▶ [Your task]: Can you reproduce the lines below verbatim, starting at the first one and stopping after the line that contains "positive clicks: (723, 462)"? Leave out the pictures.

▶ [Records for the task]:
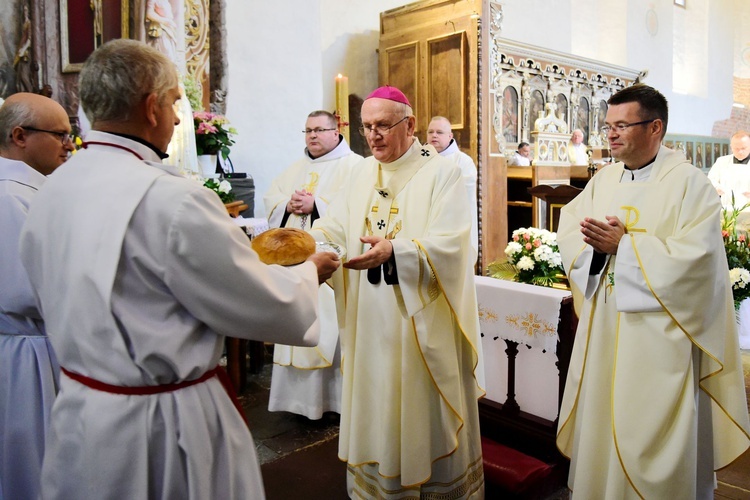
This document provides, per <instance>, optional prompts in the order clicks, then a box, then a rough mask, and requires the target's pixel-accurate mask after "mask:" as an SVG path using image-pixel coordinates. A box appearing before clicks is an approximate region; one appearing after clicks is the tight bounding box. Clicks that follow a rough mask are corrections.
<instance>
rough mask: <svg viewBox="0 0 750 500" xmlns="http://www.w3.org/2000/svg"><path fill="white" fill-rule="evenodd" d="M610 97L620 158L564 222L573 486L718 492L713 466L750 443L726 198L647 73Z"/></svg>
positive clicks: (723, 462) (617, 497) (560, 230)
mask: <svg viewBox="0 0 750 500" xmlns="http://www.w3.org/2000/svg"><path fill="white" fill-rule="evenodd" d="M608 104H609V108H608V110H607V117H606V123H605V126H604V127H602V131H603V132H604V133H606V134H607V137H608V139H609V146H610V149H611V151H612V155H613V156H614V157H615V158H616V159H617V160H618V161H617V162H616V163H614V164H611V165H609V166H607V167H605V168H603V169H602V170H600V171H599V172H598V173H597V174H596V175H595V176H594V177H593V178H592V179H591V180H590V181H589V183H588V184H587V185H586V188H585V189H584V191H583V192H582V193H581V194H580V195H578V197H576V198H575V199H574V200H573V201H572V202H570V203H569V204H567V205H566V206H565V207H564V208H563V209H562V213H561V217H560V228H559V230H558V243H559V246H560V252H561V255H562V258H563V264H564V266H565V269H566V271H567V273H568V277H569V279H570V282H571V287H572V290H573V294H574V300H575V306H576V312H577V313H578V316H579V318H580V320H579V323H578V330H577V332H576V341H575V345H574V348H573V354H572V358H571V361H570V368H569V371H568V376H567V382H566V385H565V394H564V396H563V400H562V406H561V409H560V420H559V428H558V436H557V445H558V447H559V449H560V450H561V451H562V453H563V454H565V455H566V456H568V457H570V458H571V464H570V475H569V480H568V486H569V487H570V489H571V490H572V498H573V499H579V498H580V499H591V498H691V499H706V500H708V499H713V498H714V486H715V477H714V471H715V470H718V469H720V468H722V467H725V466H727V465H729V464H730V463H731V462H732V461H733V460H735V459H736V458H737V457H739V456H740V455H741V454H742V453H743V452H744V451H745V450H746V449H747V448H748V445H750V434H749V433H750V424H748V413H747V402H746V399H745V387H744V381H743V375H742V363H741V361H740V355H739V349H738V344H737V326H736V320H735V313H734V307H733V301H732V292H731V289H730V286H729V273H728V268H727V261H726V256H725V253H724V245H723V242H722V237H721V224H720V218H719V213H720V204H719V198H718V196H717V195H716V191H715V190H714V188H713V187H712V186H711V183H710V182H708V180H707V179H706V176H705V175H704V174H703V173H702V172H701V171H700V170H698V169H696V168H695V167H693V166H692V165H691V164H690V163H689V162H688V161H687V160H686V159H685V156H684V155H683V154H682V153H679V152H675V151H672V150H671V149H668V148H665V147H662V146H661V141H662V140H663V138H664V134H665V133H666V130H667V120H668V110H667V101H666V99H665V98H664V96H663V95H662V94H661V93H659V92H658V91H657V90H655V89H653V88H651V87H649V86H647V85H643V84H636V85H633V86H631V87H626V88H625V89H623V90H621V91H619V92H618V93H617V94H615V95H613V96H612V97H611V98H610V99H609V101H608Z"/></svg>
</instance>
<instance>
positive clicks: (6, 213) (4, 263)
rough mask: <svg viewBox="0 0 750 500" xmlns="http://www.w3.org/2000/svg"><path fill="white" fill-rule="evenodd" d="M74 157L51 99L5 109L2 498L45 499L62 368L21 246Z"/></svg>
mask: <svg viewBox="0 0 750 500" xmlns="http://www.w3.org/2000/svg"><path fill="white" fill-rule="evenodd" d="M73 149H74V146H73V143H72V141H71V138H70V120H69V119H68V115H67V113H66V112H65V110H64V109H63V107H62V106H60V105H59V104H58V103H56V102H55V101H53V100H52V99H49V98H47V97H44V96H41V95H37V94H28V93H17V94H13V95H11V96H10V97H8V99H7V100H6V101H5V103H4V104H3V105H2V107H0V234H1V235H2V237H0V498H7V499H11V498H37V497H38V495H39V481H40V476H41V470H42V458H43V457H44V440H45V437H46V435H47V426H48V423H49V415H50V411H51V409H52V403H53V402H54V400H55V396H56V394H57V388H58V376H59V367H58V365H57V360H56V359H55V355H54V352H53V351H52V347H51V346H50V343H49V339H48V338H47V336H46V332H45V325H44V321H43V318H42V316H41V312H40V310H39V307H38V304H37V301H36V297H35V296H34V292H33V290H32V289H31V284H30V283H29V278H28V276H27V274H26V271H25V270H24V268H23V265H22V264H21V257H20V255H19V253H18V240H19V236H20V234H21V226H22V225H23V223H24V221H25V219H26V214H27V213H28V211H29V205H30V204H31V201H32V199H33V198H34V196H35V195H36V192H37V191H38V190H39V188H40V187H41V186H42V184H44V181H45V180H46V176H47V175H49V174H51V173H52V172H53V171H54V170H55V169H56V168H57V167H59V166H60V165H61V164H62V163H63V162H64V161H65V160H66V158H67V156H68V154H69V152H70V151H72V150H73Z"/></svg>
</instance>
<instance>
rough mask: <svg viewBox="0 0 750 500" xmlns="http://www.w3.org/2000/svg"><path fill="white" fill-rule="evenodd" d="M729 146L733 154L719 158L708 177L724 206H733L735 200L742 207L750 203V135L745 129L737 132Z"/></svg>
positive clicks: (733, 137) (734, 134)
mask: <svg viewBox="0 0 750 500" xmlns="http://www.w3.org/2000/svg"><path fill="white" fill-rule="evenodd" d="M729 146H730V147H731V148H732V154H730V155H725V156H721V157H719V158H717V160H716V162H715V163H714V164H713V166H712V167H711V170H709V172H708V179H709V180H710V181H711V183H712V184H713V185H714V187H715V188H716V191H717V192H718V193H719V196H721V205H722V206H723V207H724V208H732V202H733V201H734V206H735V207H736V208H737V209H740V208H742V207H744V206H745V205H746V204H747V203H750V165H748V162H750V135H748V133H747V132H746V131H744V130H740V131H738V132H736V133H735V134H734V135H733V136H732V139H731V141H730V142H729ZM732 197H734V200H732Z"/></svg>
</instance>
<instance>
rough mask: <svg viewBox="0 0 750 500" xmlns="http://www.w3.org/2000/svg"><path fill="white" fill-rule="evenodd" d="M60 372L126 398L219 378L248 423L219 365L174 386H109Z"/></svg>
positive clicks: (198, 383)
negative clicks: (215, 378) (190, 379)
mask: <svg viewBox="0 0 750 500" xmlns="http://www.w3.org/2000/svg"><path fill="white" fill-rule="evenodd" d="M60 371H62V372H63V373H64V374H65V375H67V376H68V377H70V378H71V379H73V380H75V381H76V382H78V383H80V384H83V385H85V386H86V387H90V388H92V389H95V390H97V391H102V392H108V393H110V394H122V395H125V396H149V395H152V394H161V393H164V392H172V391H177V390H179V389H184V388H185V387H190V386H191V385H196V384H201V383H203V382H205V381H206V380H208V379H210V378H213V377H218V378H219V381H220V382H221V385H223V386H224V390H226V391H227V395H228V396H229V399H231V400H232V404H234V407H235V408H237V411H238V412H239V413H240V416H241V417H242V419H243V420H244V421H245V423H247V419H246V418H245V413H244V412H243V411H242V406H240V402H239V401H238V400H237V394H236V393H235V392H234V387H232V383H231V381H230V380H229V376H228V375H227V372H226V370H224V368H222V367H221V366H218V365H217V366H216V367H215V368H213V369H211V370H208V371H207V372H206V373H204V374H203V375H201V376H200V377H198V378H196V379H194V380H185V381H183V382H176V383H174V384H161V385H144V386H138V387H130V386H124V385H112V384H107V383H105V382H101V381H99V380H96V379H93V378H91V377H87V376H86V375H81V374H80V373H75V372H72V371H70V370H67V369H65V368H63V367H62V366H61V367H60Z"/></svg>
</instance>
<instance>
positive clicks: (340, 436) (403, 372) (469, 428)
mask: <svg viewBox="0 0 750 500" xmlns="http://www.w3.org/2000/svg"><path fill="white" fill-rule="evenodd" d="M361 116H362V128H361V129H360V133H362V135H364V136H365V137H366V138H367V142H368V144H369V146H370V149H371V151H372V153H373V156H372V157H370V158H366V159H365V160H363V161H362V162H360V163H359V164H358V165H357V167H356V168H355V169H354V170H353V171H352V174H351V176H350V178H349V180H348V181H347V183H346V185H345V187H344V190H343V193H344V196H339V197H337V198H336V199H334V201H333V202H332V203H331V205H330V206H329V208H328V214H327V215H326V217H321V218H320V219H318V220H317V221H316V222H315V225H314V226H313V231H312V234H313V236H315V237H316V239H317V240H318V241H331V242H333V243H336V244H338V245H340V246H342V247H344V248H345V249H346V252H347V258H348V259H349V260H348V261H346V262H345V264H344V266H343V267H344V268H345V269H343V270H342V272H337V273H336V274H335V275H334V291H335V293H336V306H337V308H338V310H339V312H340V313H343V314H340V315H339V318H340V323H339V324H340V326H341V328H342V330H341V335H342V338H341V348H342V367H343V371H344V384H343V394H342V403H341V406H342V408H341V433H340V435H339V458H340V459H341V460H344V461H346V462H347V464H348V467H347V470H348V472H347V485H348V488H349V495H350V496H352V497H354V498H405V497H407V496H408V497H415V498H417V497H420V496H422V497H428V498H429V497H431V496H434V497H436V498H437V497H440V498H482V497H483V495H484V476H483V472H482V452H481V445H480V435H479V418H478V405H477V399H478V398H479V397H481V396H482V395H483V394H484V391H483V389H482V385H483V383H482V378H483V375H482V369H483V368H482V363H481V359H482V357H481V351H480V349H481V347H480V342H479V320H478V317H477V301H476V291H475V288H474V272H473V271H474V262H475V260H476V252H475V251H474V249H473V248H472V246H471V241H470V233H471V214H470V209H469V202H468V200H467V197H466V188H465V187H464V183H463V179H462V176H461V171H460V170H459V169H458V168H456V167H455V165H454V164H452V163H451V162H450V161H448V160H446V159H445V158H442V157H441V156H440V155H438V153H437V151H435V148H433V147H432V146H429V145H427V146H422V145H421V144H419V141H417V140H416V138H415V137H414V127H415V118H414V115H413V113H412V108H411V105H410V104H409V101H408V100H407V98H406V96H404V94H403V93H402V92H401V91H400V90H398V89H396V88H395V87H381V88H379V89H377V90H375V91H374V92H373V93H372V94H370V95H369V96H368V97H367V99H365V102H364V104H363V105H362V114H361Z"/></svg>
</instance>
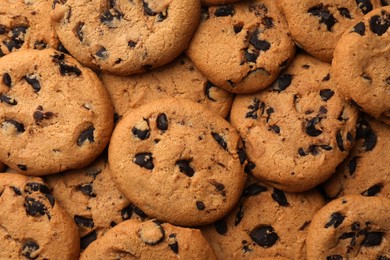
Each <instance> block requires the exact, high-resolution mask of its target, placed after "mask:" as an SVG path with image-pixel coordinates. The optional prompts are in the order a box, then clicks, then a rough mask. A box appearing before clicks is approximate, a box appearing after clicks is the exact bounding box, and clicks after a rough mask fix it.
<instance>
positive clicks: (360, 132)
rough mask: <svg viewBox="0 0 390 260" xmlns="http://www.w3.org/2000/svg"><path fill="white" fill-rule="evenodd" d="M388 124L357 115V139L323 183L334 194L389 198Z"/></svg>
mask: <svg viewBox="0 0 390 260" xmlns="http://www.w3.org/2000/svg"><path fill="white" fill-rule="evenodd" d="M389 147H390V126H388V125H385V124H382V123H380V122H377V121H376V120H372V119H367V120H366V119H365V118H361V119H360V120H359V122H358V125H357V140H356V144H355V146H354V148H353V149H352V151H351V152H350V154H349V155H348V157H347V159H346V160H345V161H344V162H343V163H342V164H341V165H340V166H339V167H337V170H336V172H335V173H334V174H333V175H332V177H331V178H330V179H329V180H328V181H326V182H325V183H324V184H323V186H324V190H325V192H326V194H327V195H328V196H329V197H331V198H334V197H336V196H344V195H349V194H361V195H364V196H383V197H387V198H389V199H390V168H389V162H390V151H389Z"/></svg>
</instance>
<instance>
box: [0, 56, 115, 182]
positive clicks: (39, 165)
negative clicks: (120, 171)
mask: <svg viewBox="0 0 390 260" xmlns="http://www.w3.org/2000/svg"><path fill="white" fill-rule="evenodd" d="M0 79H1V81H0V107H1V109H0V160H1V161H3V162H4V163H5V164H7V165H8V166H9V167H11V168H13V169H15V170H18V171H19V172H21V173H24V174H28V175H46V174H52V173H56V172H60V171H64V170H67V169H74V168H80V167H84V166H86V165H88V164H89V163H90V162H92V161H93V160H94V159H95V158H96V157H97V156H98V155H99V154H100V153H101V152H102V151H103V149H104V148H105V146H106V145H107V143H108V141H109V139H110V136H111V131H112V127H113V109H112V104H111V100H110V98H109V95H108V93H107V92H106V90H105V88H104V86H103V85H102V83H101V82H100V81H99V79H98V77H97V76H96V75H95V74H94V73H93V72H92V71H90V70H89V69H86V68H83V67H82V66H81V65H80V64H79V63H78V62H77V61H76V60H75V59H73V58H71V57H70V56H68V55H65V54H63V53H60V52H57V51H55V50H53V49H45V50H40V51H38V50H24V51H18V52H13V53H11V54H8V55H6V56H4V57H3V58H1V59H0Z"/></svg>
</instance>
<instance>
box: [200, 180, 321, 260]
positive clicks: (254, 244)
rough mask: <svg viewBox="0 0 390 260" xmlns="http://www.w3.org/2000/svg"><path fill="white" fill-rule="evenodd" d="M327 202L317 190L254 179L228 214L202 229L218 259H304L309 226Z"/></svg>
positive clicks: (205, 226)
mask: <svg viewBox="0 0 390 260" xmlns="http://www.w3.org/2000/svg"><path fill="white" fill-rule="evenodd" d="M252 179H254V178H252ZM324 204H325V202H324V199H323V198H322V197H321V195H320V194H319V193H318V192H316V191H309V192H305V193H285V192H283V191H281V190H278V189H276V188H272V187H270V186H267V185H264V184H262V183H260V182H258V181H251V182H250V183H248V185H247V187H246V188H245V189H244V192H243V195H242V198H241V200H240V203H239V204H238V206H237V207H236V208H235V209H234V210H233V211H231V212H230V213H229V215H228V216H226V217H224V218H223V219H221V220H219V221H217V222H215V223H214V224H213V225H208V226H205V227H204V228H202V229H201V230H202V233H203V235H204V236H205V237H206V239H207V240H208V241H209V243H210V245H211V246H212V247H213V248H214V250H215V253H216V254H217V256H218V259H263V258H262V257H275V258H271V259H278V258H276V257H281V259H286V258H291V259H305V258H306V248H305V240H306V235H307V230H308V226H309V224H310V221H311V219H312V217H313V216H314V214H315V213H316V212H317V211H318V210H319V209H321V208H322V207H323V206H324ZM286 248H288V250H286ZM264 259H268V258H264Z"/></svg>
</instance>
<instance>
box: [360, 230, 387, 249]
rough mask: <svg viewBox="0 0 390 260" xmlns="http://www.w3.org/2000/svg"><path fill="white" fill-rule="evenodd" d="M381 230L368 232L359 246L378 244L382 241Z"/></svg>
mask: <svg viewBox="0 0 390 260" xmlns="http://www.w3.org/2000/svg"><path fill="white" fill-rule="evenodd" d="M383 234H384V233H383V232H368V233H367V234H366V236H365V238H364V240H363V242H362V243H361V246H365V247H372V246H379V245H380V244H381V243H382V238H383Z"/></svg>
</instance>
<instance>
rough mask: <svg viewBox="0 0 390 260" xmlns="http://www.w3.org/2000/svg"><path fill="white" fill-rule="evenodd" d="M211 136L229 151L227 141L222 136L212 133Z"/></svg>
mask: <svg viewBox="0 0 390 260" xmlns="http://www.w3.org/2000/svg"><path fill="white" fill-rule="evenodd" d="M211 135H212V136H213V138H214V140H215V141H217V143H218V144H219V145H220V146H221V147H222V148H223V149H224V150H227V143H226V141H225V139H223V137H222V136H220V135H219V134H217V133H214V132H211Z"/></svg>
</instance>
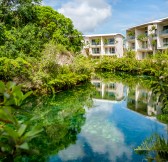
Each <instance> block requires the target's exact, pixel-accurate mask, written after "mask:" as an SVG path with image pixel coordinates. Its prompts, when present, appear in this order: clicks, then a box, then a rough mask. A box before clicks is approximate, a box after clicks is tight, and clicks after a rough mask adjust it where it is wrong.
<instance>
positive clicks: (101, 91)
mask: <svg viewBox="0 0 168 162" xmlns="http://www.w3.org/2000/svg"><path fill="white" fill-rule="evenodd" d="M92 84H93V85H94V86H95V87H96V90H97V91H96V92H95V94H94V98H96V99H104V100H110V101H122V100H126V101H127V107H128V108H129V109H131V110H134V111H137V112H139V113H141V114H144V115H148V116H152V115H158V114H161V106H162V104H161V103H160V102H159V101H158V97H156V96H154V95H153V94H152V91H151V90H150V89H145V88H144V87H142V86H141V85H140V84H138V83H137V85H135V86H134V87H131V88H130V87H128V86H125V85H124V84H123V83H121V82H116V81H115V82H113V81H109V82H103V81H102V80H101V79H98V78H94V79H92Z"/></svg>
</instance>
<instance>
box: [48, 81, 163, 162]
mask: <svg viewBox="0 0 168 162" xmlns="http://www.w3.org/2000/svg"><path fill="white" fill-rule="evenodd" d="M92 84H93V85H94V86H95V87H96V92H95V93H94V95H93V98H94V99H93V100H94V106H93V108H92V109H88V108H87V107H86V108H85V112H86V115H85V117H86V120H85V124H84V125H83V126H82V128H81V132H80V133H79V134H78V136H77V140H76V142H75V144H71V145H70V146H69V147H68V148H66V149H63V150H61V151H59V153H58V154H57V155H53V156H50V159H49V161H50V162H59V161H60V162H61V161H73V162H75V161H76V162H80V161H82V162H88V161H93V162H97V161H100V162H108V161H110V162H111V161H112V162H121V161H124V162H126V161H128V162H135V161H136V162H139V161H146V160H147V159H146V157H145V155H138V154H136V153H135V152H134V148H136V147H137V146H139V145H140V144H141V143H142V142H143V141H144V140H145V139H146V138H147V137H150V136H151V135H152V134H153V133H157V134H158V135H163V137H166V125H164V124H162V123H159V122H158V121H157V120H156V119H155V120H153V119H154V117H146V116H147V115H148V116H152V115H157V114H160V113H161V103H160V102H159V101H158V97H157V96H154V95H153V94H152V91H151V90H150V89H149V88H148V87H144V86H142V85H141V84H140V83H138V82H137V83H136V84H134V85H133V86H130V87H129V86H126V85H125V84H124V83H122V82H121V81H116V80H112V79H111V80H110V81H103V80H101V79H99V78H93V79H92ZM130 109H131V110H133V111H130ZM137 112H138V113H137ZM144 115H146V116H144Z"/></svg>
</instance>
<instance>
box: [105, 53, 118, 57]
mask: <svg viewBox="0 0 168 162" xmlns="http://www.w3.org/2000/svg"><path fill="white" fill-rule="evenodd" d="M116 55H117V54H116V53H105V54H104V56H116Z"/></svg>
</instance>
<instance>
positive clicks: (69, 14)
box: [43, 0, 168, 34]
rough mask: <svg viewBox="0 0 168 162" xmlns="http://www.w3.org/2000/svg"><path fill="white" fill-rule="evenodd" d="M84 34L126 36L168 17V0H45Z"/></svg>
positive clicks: (46, 4) (43, 3)
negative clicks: (134, 27)
mask: <svg viewBox="0 0 168 162" xmlns="http://www.w3.org/2000/svg"><path fill="white" fill-rule="evenodd" d="M43 4H44V5H47V6H51V7H53V8H54V9H56V10H57V11H58V12H60V13H62V14H64V15H65V16H66V17H69V18H71V19H72V21H73V23H74V26H75V27H76V28H77V29H78V30H79V31H81V32H82V33H83V34H101V33H122V34H125V30H126V29H127V28H129V27H131V26H134V25H138V24H142V23H145V22H148V21H152V20H156V19H159V18H164V17H168V0H43Z"/></svg>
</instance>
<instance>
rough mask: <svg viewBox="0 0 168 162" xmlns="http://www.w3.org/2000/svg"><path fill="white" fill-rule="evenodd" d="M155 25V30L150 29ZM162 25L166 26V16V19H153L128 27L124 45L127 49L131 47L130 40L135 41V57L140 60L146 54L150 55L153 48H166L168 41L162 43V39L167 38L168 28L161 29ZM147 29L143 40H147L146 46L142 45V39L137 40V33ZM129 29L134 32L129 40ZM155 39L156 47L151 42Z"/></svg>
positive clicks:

▶ [Response area]:
This document provides, per <instance>, optional prompts in the order clicks, then a box, then a rough mask, and requires the target's pixel-accurate mask after "mask:" as an SVG path using image-pixel coordinates. A box appearing before clicks is an approximate region; one appearing after clicks is the tight bounding box. Clicks that follow a rough mask are corrections.
<instance>
rough mask: <svg viewBox="0 0 750 500" xmlns="http://www.w3.org/2000/svg"><path fill="white" fill-rule="evenodd" d="M610 97L620 158L564 222L573 486L718 492L713 466L750 443L726 198L647 73Z"/></svg>
positive clicks: (723, 462) (617, 497) (560, 230)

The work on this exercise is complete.